Starting at the line that holds "Thank you for the photo. Could you tag the wooden counter", copy every line exactly through the end of the data, and no others.

* [Material for the task]:
• • • •

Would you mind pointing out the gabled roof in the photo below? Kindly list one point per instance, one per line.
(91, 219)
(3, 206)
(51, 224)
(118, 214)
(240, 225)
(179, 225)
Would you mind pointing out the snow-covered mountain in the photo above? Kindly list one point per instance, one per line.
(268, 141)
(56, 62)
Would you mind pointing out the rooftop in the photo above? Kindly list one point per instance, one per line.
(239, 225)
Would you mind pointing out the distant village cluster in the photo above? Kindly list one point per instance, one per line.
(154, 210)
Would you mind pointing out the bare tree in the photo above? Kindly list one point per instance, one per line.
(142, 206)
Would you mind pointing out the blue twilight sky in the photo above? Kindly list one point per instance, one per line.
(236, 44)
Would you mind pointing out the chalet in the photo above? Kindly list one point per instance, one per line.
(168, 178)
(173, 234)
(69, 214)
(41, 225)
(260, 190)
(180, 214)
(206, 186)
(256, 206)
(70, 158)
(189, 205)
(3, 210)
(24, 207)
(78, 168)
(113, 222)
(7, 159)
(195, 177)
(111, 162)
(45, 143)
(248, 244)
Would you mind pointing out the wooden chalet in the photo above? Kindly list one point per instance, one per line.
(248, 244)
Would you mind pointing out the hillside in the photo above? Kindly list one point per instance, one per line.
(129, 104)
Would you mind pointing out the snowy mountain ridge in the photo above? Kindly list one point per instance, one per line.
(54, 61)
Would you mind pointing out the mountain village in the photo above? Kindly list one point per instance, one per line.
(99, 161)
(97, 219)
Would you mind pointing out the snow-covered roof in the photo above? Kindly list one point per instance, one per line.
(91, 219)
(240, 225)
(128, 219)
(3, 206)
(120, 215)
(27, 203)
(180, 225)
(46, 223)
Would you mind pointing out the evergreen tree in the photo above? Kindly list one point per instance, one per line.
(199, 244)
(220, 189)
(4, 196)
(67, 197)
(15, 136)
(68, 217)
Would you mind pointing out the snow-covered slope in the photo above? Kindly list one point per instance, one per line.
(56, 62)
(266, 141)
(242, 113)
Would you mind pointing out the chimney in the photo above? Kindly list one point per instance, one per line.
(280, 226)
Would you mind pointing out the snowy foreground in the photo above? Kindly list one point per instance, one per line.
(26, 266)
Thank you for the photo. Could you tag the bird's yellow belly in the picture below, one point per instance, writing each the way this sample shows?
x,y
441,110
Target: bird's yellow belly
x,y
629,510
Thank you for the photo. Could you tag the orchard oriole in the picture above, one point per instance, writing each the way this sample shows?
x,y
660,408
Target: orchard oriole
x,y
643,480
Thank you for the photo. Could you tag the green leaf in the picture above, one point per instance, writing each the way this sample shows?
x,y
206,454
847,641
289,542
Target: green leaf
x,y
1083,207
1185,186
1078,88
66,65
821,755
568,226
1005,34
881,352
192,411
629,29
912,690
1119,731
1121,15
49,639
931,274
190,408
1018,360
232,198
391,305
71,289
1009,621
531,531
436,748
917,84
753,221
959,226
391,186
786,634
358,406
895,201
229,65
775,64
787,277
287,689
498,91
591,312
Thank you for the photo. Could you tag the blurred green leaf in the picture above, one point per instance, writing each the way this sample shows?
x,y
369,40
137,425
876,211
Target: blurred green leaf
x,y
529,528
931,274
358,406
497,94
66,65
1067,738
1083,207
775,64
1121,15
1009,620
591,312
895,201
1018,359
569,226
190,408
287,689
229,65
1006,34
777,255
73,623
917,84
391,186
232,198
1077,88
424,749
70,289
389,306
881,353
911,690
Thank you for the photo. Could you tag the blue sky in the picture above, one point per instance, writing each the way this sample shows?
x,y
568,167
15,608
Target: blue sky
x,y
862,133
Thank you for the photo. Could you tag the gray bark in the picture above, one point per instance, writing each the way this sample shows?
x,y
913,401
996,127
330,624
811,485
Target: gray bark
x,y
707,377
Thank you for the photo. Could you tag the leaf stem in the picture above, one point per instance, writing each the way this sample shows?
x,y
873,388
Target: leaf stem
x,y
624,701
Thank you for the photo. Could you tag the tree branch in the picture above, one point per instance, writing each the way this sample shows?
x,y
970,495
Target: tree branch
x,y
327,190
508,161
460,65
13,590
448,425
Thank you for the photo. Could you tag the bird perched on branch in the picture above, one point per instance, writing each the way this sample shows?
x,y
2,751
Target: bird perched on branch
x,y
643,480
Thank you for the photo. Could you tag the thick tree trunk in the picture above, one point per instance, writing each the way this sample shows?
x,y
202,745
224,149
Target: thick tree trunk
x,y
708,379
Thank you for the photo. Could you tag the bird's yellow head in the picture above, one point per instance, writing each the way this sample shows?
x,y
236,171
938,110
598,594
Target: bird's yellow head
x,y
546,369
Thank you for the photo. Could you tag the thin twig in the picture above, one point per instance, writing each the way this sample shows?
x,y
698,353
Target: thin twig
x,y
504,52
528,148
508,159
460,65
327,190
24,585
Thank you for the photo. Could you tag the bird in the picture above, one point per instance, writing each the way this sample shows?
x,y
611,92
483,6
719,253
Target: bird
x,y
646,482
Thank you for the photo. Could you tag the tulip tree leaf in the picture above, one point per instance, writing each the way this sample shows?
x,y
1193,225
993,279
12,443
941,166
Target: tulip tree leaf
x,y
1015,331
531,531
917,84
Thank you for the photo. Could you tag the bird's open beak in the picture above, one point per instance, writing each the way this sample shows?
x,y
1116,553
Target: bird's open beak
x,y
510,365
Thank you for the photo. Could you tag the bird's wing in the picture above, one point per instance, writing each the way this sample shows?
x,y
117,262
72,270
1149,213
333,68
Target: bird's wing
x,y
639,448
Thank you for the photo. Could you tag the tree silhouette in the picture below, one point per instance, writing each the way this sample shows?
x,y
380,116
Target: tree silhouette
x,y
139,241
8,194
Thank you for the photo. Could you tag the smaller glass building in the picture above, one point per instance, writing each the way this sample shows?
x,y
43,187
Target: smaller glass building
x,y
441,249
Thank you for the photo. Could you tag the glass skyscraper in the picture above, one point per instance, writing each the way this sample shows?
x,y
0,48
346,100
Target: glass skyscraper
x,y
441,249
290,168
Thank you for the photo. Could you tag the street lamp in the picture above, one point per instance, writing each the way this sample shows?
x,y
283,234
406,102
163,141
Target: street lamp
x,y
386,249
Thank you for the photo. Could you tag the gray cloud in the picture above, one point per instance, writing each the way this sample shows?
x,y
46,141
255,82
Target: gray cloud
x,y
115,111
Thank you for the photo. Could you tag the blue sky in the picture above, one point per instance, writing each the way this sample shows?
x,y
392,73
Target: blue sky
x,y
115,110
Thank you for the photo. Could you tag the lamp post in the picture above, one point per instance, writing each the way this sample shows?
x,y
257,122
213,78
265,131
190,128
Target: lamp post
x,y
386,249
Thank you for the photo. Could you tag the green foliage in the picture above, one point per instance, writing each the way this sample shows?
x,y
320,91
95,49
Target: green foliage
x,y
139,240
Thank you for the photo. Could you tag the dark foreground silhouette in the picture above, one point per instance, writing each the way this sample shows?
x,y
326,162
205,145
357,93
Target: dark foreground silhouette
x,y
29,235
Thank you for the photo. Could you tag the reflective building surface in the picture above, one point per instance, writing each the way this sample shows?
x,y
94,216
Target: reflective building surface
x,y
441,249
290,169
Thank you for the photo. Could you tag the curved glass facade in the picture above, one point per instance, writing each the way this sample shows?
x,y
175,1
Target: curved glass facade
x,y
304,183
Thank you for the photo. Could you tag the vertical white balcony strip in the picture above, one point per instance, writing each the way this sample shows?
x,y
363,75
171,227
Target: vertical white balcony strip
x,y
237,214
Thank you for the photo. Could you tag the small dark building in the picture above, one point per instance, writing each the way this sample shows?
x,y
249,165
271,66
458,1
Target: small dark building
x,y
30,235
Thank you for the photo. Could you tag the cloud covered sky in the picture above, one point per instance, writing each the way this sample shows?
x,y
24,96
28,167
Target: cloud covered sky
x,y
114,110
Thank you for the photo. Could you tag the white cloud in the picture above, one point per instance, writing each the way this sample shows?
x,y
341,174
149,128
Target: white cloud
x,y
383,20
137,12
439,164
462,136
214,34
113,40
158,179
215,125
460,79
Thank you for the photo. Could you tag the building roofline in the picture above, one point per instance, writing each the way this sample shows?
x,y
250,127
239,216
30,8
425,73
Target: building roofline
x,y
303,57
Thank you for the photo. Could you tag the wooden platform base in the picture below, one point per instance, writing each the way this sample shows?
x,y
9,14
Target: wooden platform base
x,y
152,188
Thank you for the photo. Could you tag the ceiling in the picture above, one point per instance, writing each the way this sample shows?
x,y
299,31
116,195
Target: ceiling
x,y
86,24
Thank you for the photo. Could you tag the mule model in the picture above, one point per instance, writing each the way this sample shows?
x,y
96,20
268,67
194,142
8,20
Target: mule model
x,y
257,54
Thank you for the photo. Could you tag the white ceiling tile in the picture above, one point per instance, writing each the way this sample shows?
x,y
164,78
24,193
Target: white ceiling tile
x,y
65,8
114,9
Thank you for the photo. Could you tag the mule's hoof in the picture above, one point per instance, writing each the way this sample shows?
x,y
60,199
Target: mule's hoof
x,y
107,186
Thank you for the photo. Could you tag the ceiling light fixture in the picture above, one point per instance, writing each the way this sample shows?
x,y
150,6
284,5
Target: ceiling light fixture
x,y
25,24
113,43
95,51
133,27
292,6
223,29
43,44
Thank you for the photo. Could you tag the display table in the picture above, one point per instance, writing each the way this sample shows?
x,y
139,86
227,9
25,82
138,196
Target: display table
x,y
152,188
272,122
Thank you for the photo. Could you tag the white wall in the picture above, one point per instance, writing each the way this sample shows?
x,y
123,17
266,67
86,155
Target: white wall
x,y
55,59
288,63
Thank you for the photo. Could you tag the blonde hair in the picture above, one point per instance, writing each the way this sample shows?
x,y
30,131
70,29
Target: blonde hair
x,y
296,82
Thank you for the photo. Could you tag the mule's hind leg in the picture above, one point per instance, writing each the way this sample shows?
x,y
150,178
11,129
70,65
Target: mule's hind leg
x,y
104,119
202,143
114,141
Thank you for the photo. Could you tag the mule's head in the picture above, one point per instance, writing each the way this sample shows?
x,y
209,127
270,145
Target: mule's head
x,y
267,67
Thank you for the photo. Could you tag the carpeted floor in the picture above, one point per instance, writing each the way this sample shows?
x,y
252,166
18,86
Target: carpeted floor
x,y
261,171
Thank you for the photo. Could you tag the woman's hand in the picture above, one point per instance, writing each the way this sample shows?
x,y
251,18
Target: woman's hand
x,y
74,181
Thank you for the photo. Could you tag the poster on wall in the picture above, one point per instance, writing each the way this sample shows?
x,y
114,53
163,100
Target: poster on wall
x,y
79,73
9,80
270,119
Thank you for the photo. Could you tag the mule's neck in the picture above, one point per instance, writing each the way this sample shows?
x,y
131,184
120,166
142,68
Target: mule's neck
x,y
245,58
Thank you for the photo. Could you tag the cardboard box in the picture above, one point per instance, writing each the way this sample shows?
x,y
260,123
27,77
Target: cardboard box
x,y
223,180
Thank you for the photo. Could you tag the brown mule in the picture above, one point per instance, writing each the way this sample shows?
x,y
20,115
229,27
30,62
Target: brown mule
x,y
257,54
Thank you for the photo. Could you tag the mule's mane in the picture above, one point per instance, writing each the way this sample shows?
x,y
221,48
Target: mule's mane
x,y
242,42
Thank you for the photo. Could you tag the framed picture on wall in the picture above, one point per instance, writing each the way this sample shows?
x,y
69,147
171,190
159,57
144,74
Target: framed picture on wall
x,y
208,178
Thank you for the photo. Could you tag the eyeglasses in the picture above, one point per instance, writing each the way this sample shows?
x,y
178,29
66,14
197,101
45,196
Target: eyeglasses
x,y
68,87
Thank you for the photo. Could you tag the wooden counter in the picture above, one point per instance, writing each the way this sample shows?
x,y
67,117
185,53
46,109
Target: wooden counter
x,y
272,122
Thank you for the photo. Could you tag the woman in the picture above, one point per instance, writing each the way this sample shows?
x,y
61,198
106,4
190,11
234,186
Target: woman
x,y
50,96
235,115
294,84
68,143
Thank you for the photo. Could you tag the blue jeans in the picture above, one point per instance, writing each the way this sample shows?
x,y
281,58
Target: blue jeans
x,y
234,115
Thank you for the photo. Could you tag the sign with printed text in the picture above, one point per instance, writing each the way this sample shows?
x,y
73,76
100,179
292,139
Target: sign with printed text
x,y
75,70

• • • •

* [Full solution]:
Thank you for the photo. Could you tag the wooden counter in the picture above, one point per instance, writing each the way this sample shows?
x,y
67,117
185,53
46,109
Target: wooden counter
x,y
272,122
Thank you for the photo. Could you tag the woman in the picture above, one point per instance, writing each the way this sample shows?
x,y
61,198
106,4
190,11
234,186
Target: woman
x,y
50,96
235,115
294,84
68,143
Thank you for the photo. Could you tag the blue jeans in the picture above, one point per instance, writing each the way this sample shows?
x,y
281,58
Target: blue jeans
x,y
234,115
Thank you for the photo. Could you tag the sign with printed text in the picture above, one point per instance, writing each the way this sample shows?
x,y
73,76
100,179
292,139
Target: sign with printed text
x,y
75,70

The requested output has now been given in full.